Copy all of the records word for word.

(Entries taken from a collection)
>>>

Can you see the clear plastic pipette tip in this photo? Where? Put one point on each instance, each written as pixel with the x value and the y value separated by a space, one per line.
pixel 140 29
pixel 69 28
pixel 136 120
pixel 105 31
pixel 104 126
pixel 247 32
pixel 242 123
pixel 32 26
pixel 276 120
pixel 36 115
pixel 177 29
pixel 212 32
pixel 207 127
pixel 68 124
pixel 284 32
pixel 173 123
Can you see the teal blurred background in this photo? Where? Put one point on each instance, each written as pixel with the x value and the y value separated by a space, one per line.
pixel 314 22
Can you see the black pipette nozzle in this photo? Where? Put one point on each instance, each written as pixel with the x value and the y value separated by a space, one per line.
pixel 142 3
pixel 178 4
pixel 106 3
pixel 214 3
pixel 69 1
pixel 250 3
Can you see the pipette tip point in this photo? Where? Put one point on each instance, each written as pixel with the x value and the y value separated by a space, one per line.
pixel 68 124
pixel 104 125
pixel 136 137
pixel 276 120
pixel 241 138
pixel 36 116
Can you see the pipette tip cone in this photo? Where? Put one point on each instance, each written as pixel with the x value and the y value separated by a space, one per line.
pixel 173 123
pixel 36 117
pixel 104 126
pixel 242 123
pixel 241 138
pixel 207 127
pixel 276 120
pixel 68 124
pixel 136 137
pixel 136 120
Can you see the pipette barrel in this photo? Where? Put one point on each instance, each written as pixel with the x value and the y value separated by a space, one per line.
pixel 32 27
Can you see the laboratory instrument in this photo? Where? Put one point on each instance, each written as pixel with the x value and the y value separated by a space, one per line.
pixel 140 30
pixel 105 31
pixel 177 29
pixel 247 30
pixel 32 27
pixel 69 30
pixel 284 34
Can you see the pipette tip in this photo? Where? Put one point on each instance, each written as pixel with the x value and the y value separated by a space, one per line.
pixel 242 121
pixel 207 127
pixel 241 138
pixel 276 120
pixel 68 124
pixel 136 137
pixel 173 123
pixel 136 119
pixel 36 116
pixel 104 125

<<<

| SOLUTION |
Can you see the clear plastic pipette tip in this photo? Where? Put one point on each instance, each written as pixel with the x value and the y value separated by a space, one per line.
pixel 140 29
pixel 69 28
pixel 136 120
pixel 105 31
pixel 104 126
pixel 247 32
pixel 242 123
pixel 32 26
pixel 276 120
pixel 36 115
pixel 177 29
pixel 212 32
pixel 207 127
pixel 68 124
pixel 284 32
pixel 173 123
Can you see the teal blurred background in this photo? Where? Put one point on each instance, each written as pixel with the x value and the y value separated by a space, one per line.
pixel 314 22
Can you see the black pipette nozzle in this photo? Where? Put one point on each instance, each written as pixel with the x value and the y value separated by a space, one per line.
pixel 142 3
pixel 178 4
pixel 106 3
pixel 214 3
pixel 69 1
pixel 250 3
Can you see the pipette tip point in this photo? Where? Put one point on each instance, each written as pixel with the x value and the y value separated by a space, one per line.
pixel 68 124
pixel 104 125
pixel 136 137
pixel 276 120
pixel 241 138
pixel 36 116
Can you see the pipette tip cone in this photo? Where? Put one point on each instance, each written as pixel with the x value and the y value separated by a space, one per line.
pixel 173 123
pixel 36 117
pixel 104 126
pixel 242 123
pixel 241 138
pixel 207 127
pixel 276 120
pixel 68 124
pixel 136 137
pixel 136 120
Can you see the pipette barrel in this photo? Where? Put one point on each instance, each written as pixel with the x value and the y value separated by a space, one per line.
pixel 32 27
Can you see the laboratory instrument in this photo? Where? Put one point on each instance, each written as pixel with the x value and the y value separated by a space, one per line.
pixel 140 30
pixel 105 31
pixel 177 29
pixel 247 30
pixel 32 27
pixel 69 30
pixel 284 34
Can you see the pipette tip in this photo? Where? Put one point on each instance, each written as pixel with the x value and the y value separated by a space, one per line.
pixel 242 121
pixel 207 127
pixel 241 138
pixel 276 120
pixel 68 124
pixel 136 137
pixel 173 123
pixel 136 119
pixel 36 116
pixel 104 125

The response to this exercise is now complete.